__Stored data entries__

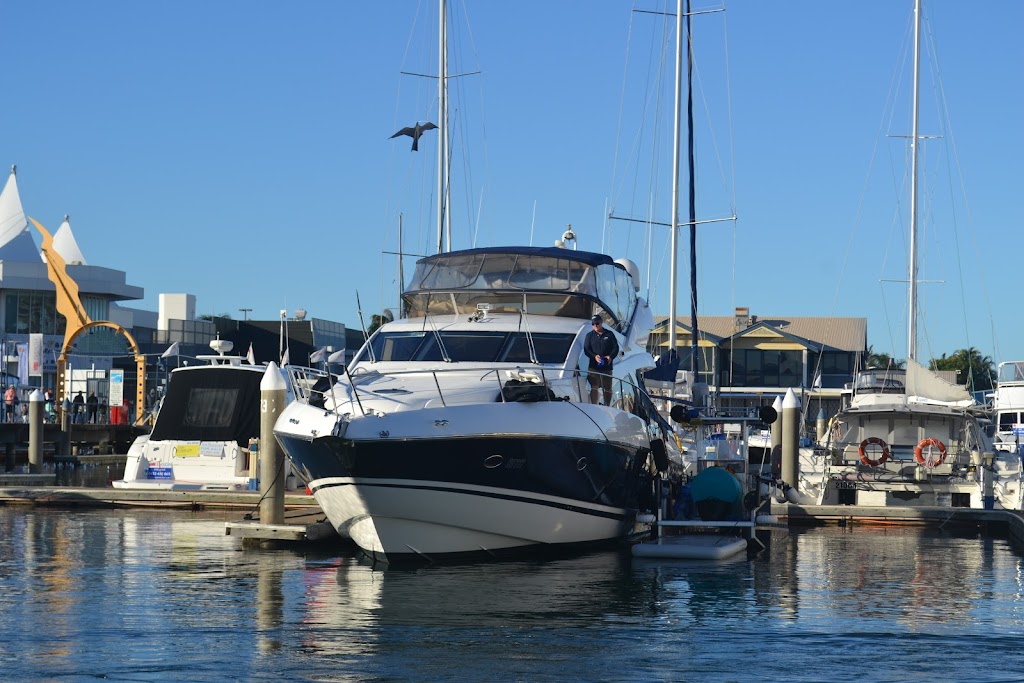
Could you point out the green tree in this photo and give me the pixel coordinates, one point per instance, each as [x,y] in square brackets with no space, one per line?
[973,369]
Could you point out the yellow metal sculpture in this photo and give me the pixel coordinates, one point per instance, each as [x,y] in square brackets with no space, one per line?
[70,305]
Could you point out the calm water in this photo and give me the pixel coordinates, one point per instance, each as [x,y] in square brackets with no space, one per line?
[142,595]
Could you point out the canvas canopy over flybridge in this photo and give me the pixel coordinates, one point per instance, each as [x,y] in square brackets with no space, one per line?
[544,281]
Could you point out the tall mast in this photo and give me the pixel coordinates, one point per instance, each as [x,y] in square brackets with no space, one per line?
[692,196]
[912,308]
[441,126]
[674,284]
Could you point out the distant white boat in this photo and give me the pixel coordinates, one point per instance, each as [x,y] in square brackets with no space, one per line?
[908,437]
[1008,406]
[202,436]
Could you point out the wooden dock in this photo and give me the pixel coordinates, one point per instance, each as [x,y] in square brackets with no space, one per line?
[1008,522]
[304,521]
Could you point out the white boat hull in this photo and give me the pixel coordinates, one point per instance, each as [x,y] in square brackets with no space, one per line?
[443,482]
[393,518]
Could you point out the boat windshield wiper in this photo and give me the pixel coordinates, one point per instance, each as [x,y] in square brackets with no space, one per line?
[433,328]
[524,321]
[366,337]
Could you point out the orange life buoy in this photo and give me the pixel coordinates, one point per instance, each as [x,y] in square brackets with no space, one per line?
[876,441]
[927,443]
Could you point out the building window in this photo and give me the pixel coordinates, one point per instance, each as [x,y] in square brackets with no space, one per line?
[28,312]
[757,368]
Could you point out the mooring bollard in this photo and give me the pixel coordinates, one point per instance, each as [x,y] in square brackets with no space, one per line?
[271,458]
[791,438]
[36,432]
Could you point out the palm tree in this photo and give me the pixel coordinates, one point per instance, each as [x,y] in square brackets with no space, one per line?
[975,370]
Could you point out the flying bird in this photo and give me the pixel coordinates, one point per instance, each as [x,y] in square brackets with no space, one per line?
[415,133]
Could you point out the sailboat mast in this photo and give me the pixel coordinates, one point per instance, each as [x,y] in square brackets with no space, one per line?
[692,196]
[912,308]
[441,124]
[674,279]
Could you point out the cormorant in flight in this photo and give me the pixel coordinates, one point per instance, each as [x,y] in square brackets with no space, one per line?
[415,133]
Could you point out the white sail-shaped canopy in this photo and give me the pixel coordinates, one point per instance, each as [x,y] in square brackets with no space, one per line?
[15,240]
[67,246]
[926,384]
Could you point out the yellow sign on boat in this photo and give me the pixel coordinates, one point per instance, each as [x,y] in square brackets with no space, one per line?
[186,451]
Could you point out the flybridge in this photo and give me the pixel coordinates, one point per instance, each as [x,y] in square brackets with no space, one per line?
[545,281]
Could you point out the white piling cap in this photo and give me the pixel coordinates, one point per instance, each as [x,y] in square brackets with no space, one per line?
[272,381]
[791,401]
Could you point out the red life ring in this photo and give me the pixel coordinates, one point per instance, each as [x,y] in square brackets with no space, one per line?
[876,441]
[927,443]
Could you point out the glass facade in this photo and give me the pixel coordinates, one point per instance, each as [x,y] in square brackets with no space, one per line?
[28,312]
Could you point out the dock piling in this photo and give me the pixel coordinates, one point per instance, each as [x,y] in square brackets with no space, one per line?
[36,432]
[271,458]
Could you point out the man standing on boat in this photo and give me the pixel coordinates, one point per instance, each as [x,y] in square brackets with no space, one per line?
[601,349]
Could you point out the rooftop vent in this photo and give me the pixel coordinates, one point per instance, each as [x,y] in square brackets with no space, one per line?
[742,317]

__EXERCISE INSTRUCTIONS__
So that the copy stays exact, reproduce each record word for word and leave its images out.

__RESULT__
Could you point out the green tree in this photo and give me the pixel coordinates, one point per instance, each as [x,y] in square brackets with no space, one per line?
[973,369]
Could you point out the yellow metal sculpture in this photo and give me the pixel coordinates, one point per instance, each as [x,y] in square brackets with no space, one per line?
[70,305]
Could you point out the calm water in this photo and give me the pixel coordinates, one point per instance, each as [x,y] in square brackets with no space, one per line?
[142,595]
Could you point out the canvas canopy over flybridge in this photo and give me the pixel coordinates, one point per instance, each as [x,y] in square brackets with no space, one per line?
[544,281]
Could you point out the tall mast in this photo and give me the pixel coordinates, one point per instance, each as [x,y] in square brackets with no space, one per line?
[692,196]
[912,308]
[441,126]
[674,284]
Could you point out the distant white boat in this photo and give me the pixel coordinates, one point per instance, each as [x,y] in square brackets with no space, one per line?
[908,437]
[1008,406]
[202,436]
Could you point out the wooden dock in this photo and give me the pixel coordinates, one point per instance, each as [x,y] in square brackets with no space, one per line?
[1008,522]
[304,521]
Could you point out the white boat hull in this photo and give me the pixel coordinates, one point per instance, each as [x,y] in square brackets with no space, one per line?
[443,482]
[393,518]
Could you point out the boat windshield wiper in this photo and give me the pixel coordinates, one point per instance, each as [x,y] in square brackets with no space, one per line?
[433,328]
[524,321]
[366,337]
Could you point out the orange life buoy in this photo and give me the pixel coordinates, one point per instance, each as [x,y] in square brackets with no space, one per line?
[876,441]
[927,443]
Could you point out the building window in this photo and give me the pixel coordinates, one point per instance, each as [x,y] in square brackets with no space, one per line?
[28,312]
[757,368]
Could you point out the mooring bollard in this photo and give me the pixel coordinates, one point per instance, each as [x,y] in square brackets with no space, one per line?
[271,458]
[791,438]
[36,432]
Could you point out the palm tree in this photo and give me the pixel coordinates, one point per instance, each as [x,y] in square brackets with no space, one per line?
[975,370]
Could you point out the flying bird in this photo and give me the pixel coordinates, one point per instance, each as [x,y] in square brackets with no space, one per line?
[415,133]
Could you point out the sailboat mast in this photo and give me the pixel coordinates, one point per instance, each as [x,y] in square brackets with no space, one per line?
[692,196]
[912,308]
[441,124]
[674,279]
Could you point out the cormorant in flight in this photo and give me the pixel coordinates, one point per instance, each as [x,y] in square brackets with no space, one per line?
[415,133]
Could you point out the white sail-shaped canopy in this photo and give me the pixel coordinates, one point per instance, each as [x,y] in square brackets with no space, one per line?
[15,240]
[67,246]
[926,384]
Could you point out the yellow sign on boat in this photo and give me the pixel coordinates, one point per instance, each as [x,y] in square brackets with no space, one per line?
[186,451]
Could you point out the flybridge in this photo and give me the pixel coordinates, one point per instance, each as [x,y] in square brackets with no space, one per line?
[545,281]
Could you point out the white piling cap in this photo and give me the pixel coordinates, one point per instance, each as [x,y] in square brackets with no space, one per line?
[272,381]
[791,401]
Could you point out the red life ring in this photo and give me the pixel coordinates, one point per instance, each as [x,y] in square brackets with no space, one per line?
[876,441]
[927,443]
Could you point out the glass facade in this photo and give me the pixel coordinates, one point per instance, each as [x,y] in square brackets with no space, one per line?
[28,312]
Could you point out the dock piling in this photo and give me the pixel coordinates, one point per instance, each as [x,y] in square brackets with no space, one per line?
[36,432]
[271,458]
Could you point out the man standing on boat in this photo and give me the pixel coordinates, one point per instance, each as [x,y] in square brackets with no space, one per line?
[601,349]
Could you point out the rooftop vent in this photo and give me the pixel coordinates, one point per instance, each as [x,y] in square brackets with no space, one per line?
[742,317]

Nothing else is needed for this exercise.